= Passage =
********************
OK, here it is. The review will appear in some form in Studies in the Age of Chaucer next year. Has anyone else read this book?

ANTHONY BALE. The Jew in the Medieval Book: English Antisemitisms, 1350-1500. Cambridge: Cambridge University Press, 2007. Pp. xiv, 266. $85.00.

Meticulously researched and lucidly composed, Anthony Bale’s The Jew in the Medieval Book combines rigorous historicist readings with excellent manuscript work and familiarity with critical theory. The book contributes to the vigorous conversation that has unfolded over the past decade on the relation of England’s Jews to its literary culture. Scholars such as Sheila Delaney, Denise Despres, Steven Kruger, Lisa Lampert, and Sylvia Tomasch (among literary critics); Ruth Mellinkoff and Debra Higgs Strickland (among art historians); and Jeremy Cohen, Kathleen Biddick, Robert Chazan, Gavin Langmuir, David Nirenberg, and Miri Rubin (among historians) have provided the groundwork for Bale’s project.

As his starting date of 1350 indicates, Bale is interested in post-Expulsion depictions of Jews. Previous scholars have typically attempted to capture the Christian imagination of Judaism by deploying large conceptual frameworks: the virtual Jew (Tomasch), the spectral Jew (Kruger), the hermeneutic Jew (Cohen), the Protean Jew (Despres). Without directly engaging such capacious epistemologies, Bale implicitly follows Nirenberg (Communities of Violence) in arguing that anti-Semitism is better understood as antisemitisms: what he calls “massive, transhistorical narratives” (9) must yield to dynamic local histories. Even if stereotypes invoked by a text might seem “universal” (the Jews as poisoners of wells, the Jews as Christianicidal), they are nonetheless given definitive shape through specific context, convenience, and strategy. Bale therefore stresses the lack of agreement among Christian interpreters over the place and meaning of the Jews, observing that “even as established Christian interpretive models existed, writers rarely chose to subordinate their impressions of contemporary Judaism to such a model” (25). Rather than invoke the Jew to confirm some pre-existing doctrinal position or repeat some unchanging typology, medieval writers employed Judaism to create a space in which theology is not reaffirmed, but questioned and destabilized. Jews as imagined by medieval English writers, in other words, function not as an assimilated component of Christian universal history, but as perturbing figures through whom authors may grapple with the discontents such a transhistorical model generates.

Bale structures his book around the analysis of four medieval narratives. Each typifies a genre: the Jew of Tewkesbury, who tumbles into a latrine and dies in excrement because of his reverence for his Sabbath (“history”); the miracle of the boy who, after his murder at Jewish hands, continues to sing a Marian hymn (“miracle”); the worship of the child martyr Robert of Bury St Edmunds, supposedly killed by local Jews (“cult”); and the Arma Christi, a display of the instruments of Christ’s suffering that included a spitting Jew (“Passion”). A strength of his study is that he does not rely upon published editions for sources, but reads his texts within wide manuscript context. Thus the chapter on the caroling dead boy contains, as expected, a detailed examination of Chaucer’s Prioress’s Tale. Because the focus is upon the “discontinuities and divergences,” however, this supremely literary rendition finds itself jostled by versions of the same story in places both predictable (the Vernon manuscript) and surprising (an unattributed redaction of Chaucer’s tale snuggled next to and finally intercut with Lydgate, BL Harley MS 2251).
********************
= Stored records =
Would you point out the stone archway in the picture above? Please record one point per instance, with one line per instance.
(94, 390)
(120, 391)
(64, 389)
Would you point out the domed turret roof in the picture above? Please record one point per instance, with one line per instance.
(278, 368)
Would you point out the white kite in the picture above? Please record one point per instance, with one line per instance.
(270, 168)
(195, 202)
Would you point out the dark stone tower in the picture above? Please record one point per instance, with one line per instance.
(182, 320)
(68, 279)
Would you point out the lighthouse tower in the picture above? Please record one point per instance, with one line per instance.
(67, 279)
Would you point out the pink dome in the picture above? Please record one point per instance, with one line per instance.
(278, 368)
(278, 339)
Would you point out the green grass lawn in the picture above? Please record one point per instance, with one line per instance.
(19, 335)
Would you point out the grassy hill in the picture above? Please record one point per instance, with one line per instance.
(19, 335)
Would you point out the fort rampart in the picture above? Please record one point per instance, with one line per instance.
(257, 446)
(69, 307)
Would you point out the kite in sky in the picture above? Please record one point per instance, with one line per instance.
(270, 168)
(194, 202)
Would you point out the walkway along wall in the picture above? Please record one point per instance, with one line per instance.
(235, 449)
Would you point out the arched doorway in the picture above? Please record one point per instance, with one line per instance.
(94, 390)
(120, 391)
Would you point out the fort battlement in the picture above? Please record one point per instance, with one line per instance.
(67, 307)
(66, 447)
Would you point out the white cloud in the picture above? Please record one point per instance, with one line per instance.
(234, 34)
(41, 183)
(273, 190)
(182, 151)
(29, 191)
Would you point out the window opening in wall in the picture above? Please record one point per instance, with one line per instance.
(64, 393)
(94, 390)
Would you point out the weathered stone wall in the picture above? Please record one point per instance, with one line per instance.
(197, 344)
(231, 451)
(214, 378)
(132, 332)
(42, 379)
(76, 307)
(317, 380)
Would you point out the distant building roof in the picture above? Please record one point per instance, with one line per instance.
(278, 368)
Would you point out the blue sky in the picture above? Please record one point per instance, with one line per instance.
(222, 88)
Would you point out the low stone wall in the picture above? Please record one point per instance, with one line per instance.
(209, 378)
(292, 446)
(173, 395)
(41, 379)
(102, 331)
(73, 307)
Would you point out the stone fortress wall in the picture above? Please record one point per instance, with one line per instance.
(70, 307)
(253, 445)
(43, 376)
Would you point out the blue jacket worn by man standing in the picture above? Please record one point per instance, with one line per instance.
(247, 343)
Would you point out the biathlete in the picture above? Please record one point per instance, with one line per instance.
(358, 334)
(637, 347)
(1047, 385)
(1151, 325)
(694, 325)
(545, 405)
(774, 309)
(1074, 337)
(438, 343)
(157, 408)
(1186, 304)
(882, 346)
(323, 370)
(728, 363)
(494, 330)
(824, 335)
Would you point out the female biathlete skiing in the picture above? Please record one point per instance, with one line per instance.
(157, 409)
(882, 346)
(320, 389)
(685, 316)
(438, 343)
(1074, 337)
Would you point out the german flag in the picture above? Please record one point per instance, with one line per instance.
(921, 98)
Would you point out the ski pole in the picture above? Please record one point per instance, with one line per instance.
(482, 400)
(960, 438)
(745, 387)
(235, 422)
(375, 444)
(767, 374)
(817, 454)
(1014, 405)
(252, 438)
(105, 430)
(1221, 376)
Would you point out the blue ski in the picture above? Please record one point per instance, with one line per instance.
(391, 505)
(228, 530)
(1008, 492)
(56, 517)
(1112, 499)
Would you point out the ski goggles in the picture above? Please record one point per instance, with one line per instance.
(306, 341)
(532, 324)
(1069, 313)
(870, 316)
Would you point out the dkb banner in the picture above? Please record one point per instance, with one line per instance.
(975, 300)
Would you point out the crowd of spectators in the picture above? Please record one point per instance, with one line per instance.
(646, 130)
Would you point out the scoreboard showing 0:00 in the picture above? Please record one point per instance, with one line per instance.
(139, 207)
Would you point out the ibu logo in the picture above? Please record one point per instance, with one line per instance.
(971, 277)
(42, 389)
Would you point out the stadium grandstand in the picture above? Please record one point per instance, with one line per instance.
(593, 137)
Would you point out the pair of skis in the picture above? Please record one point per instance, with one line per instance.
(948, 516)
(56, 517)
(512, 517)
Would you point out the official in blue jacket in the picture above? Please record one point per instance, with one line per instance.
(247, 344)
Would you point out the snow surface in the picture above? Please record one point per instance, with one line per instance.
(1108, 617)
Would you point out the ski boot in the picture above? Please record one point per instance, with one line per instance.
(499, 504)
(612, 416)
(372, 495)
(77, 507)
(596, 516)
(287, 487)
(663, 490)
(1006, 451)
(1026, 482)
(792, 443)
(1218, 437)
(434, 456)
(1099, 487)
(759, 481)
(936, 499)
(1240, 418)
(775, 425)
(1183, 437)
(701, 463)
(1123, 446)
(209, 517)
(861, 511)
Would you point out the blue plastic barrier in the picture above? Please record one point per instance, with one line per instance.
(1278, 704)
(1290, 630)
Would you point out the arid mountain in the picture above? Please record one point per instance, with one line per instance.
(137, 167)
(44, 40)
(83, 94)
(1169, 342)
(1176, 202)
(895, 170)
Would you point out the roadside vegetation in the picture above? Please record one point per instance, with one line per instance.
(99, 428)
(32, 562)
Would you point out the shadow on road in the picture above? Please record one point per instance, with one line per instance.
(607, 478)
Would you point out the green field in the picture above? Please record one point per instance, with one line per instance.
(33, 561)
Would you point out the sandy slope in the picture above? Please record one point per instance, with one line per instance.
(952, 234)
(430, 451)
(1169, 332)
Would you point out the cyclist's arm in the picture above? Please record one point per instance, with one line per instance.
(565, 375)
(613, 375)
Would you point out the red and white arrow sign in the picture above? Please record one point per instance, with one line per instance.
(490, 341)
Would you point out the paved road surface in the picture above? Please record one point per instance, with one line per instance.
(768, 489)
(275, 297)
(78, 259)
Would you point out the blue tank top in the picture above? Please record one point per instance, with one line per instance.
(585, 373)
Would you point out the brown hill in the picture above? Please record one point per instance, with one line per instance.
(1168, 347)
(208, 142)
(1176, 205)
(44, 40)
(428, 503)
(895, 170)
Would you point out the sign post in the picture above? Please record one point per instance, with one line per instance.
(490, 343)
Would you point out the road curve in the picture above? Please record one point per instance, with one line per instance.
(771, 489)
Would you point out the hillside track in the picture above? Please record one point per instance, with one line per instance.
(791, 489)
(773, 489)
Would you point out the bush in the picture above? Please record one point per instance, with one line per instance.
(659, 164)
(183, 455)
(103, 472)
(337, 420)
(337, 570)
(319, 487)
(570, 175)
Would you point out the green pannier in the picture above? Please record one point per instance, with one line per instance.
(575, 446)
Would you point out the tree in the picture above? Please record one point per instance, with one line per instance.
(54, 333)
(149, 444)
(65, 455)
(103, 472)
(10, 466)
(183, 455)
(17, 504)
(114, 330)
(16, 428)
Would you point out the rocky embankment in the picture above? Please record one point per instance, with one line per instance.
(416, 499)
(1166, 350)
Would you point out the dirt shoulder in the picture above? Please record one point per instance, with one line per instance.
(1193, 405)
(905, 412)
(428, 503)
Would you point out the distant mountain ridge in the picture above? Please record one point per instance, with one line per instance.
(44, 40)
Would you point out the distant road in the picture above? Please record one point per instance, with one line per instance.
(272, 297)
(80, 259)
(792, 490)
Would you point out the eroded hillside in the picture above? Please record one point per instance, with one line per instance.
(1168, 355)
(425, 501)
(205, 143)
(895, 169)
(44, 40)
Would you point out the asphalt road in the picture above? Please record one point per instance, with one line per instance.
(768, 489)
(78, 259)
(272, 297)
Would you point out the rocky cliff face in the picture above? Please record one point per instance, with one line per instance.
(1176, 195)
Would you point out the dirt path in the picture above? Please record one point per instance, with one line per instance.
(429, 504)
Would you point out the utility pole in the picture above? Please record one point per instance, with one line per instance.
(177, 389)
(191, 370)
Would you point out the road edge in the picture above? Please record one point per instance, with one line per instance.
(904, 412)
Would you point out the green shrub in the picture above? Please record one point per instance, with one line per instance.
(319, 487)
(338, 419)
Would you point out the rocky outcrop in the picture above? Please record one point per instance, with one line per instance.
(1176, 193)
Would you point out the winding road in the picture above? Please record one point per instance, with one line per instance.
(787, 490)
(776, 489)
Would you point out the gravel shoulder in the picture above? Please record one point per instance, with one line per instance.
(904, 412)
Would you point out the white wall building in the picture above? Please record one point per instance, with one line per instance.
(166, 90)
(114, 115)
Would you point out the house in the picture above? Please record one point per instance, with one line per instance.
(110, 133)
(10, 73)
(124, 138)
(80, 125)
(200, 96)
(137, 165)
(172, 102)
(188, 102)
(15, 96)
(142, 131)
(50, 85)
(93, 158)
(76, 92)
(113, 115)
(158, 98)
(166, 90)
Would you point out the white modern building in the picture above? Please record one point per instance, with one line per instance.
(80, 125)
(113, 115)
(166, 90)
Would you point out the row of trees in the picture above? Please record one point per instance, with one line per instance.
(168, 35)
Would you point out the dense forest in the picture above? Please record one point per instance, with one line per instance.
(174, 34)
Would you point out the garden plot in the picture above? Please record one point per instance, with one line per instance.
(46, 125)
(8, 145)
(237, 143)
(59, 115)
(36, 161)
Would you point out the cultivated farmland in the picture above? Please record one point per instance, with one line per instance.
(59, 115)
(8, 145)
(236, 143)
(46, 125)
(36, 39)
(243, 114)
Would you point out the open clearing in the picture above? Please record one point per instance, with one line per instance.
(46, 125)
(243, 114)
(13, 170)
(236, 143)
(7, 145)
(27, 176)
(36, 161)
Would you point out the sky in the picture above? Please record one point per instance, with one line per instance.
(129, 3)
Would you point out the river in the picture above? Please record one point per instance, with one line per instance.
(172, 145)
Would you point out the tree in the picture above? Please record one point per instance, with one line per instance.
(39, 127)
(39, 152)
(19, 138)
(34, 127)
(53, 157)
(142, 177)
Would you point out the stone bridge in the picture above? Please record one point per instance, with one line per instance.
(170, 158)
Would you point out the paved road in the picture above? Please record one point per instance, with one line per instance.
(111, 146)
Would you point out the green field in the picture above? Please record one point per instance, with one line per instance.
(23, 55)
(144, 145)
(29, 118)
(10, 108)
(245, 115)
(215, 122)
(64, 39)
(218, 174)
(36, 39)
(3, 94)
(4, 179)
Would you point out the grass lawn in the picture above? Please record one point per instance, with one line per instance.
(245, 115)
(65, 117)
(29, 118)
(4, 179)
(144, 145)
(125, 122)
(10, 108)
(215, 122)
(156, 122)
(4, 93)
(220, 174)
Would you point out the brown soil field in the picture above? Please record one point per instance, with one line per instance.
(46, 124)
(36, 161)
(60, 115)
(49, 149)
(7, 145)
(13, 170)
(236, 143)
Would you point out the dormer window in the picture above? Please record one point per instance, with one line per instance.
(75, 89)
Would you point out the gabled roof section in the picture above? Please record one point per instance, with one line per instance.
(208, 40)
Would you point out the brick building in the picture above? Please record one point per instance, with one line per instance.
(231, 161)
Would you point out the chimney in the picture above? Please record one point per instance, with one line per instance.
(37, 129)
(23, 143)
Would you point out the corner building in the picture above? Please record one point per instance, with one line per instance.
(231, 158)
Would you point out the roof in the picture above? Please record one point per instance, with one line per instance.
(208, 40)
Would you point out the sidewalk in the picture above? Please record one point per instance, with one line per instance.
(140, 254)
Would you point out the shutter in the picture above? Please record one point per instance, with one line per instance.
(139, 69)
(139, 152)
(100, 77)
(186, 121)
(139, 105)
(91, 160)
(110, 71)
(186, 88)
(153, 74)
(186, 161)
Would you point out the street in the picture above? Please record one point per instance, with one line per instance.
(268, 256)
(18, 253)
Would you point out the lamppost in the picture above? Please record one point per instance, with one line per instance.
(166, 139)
********************
= Work to do =
- 1) Repeat the review word for word, starting with "OK, here it" and going on through "xiv, 266. $85.00.".
- 2) According to the review, which Chaucer tale does the chapter on the caroling dead boy examine in detail?
The entries aren't needed for anything here.

= Answers per task =
- 1)
OK, here it is. The review will appear in some form in Studies in the Age of Chaucer next year. Has anyone else read this book?

ANTHONY BALE. The Jew in the Medieval Book: English Antisemitisms, 1350-1500. Cambridge: Cambridge University Press, 2007. Pp. xiv, 266. $85.00.

- 2) The Prioress's Tale.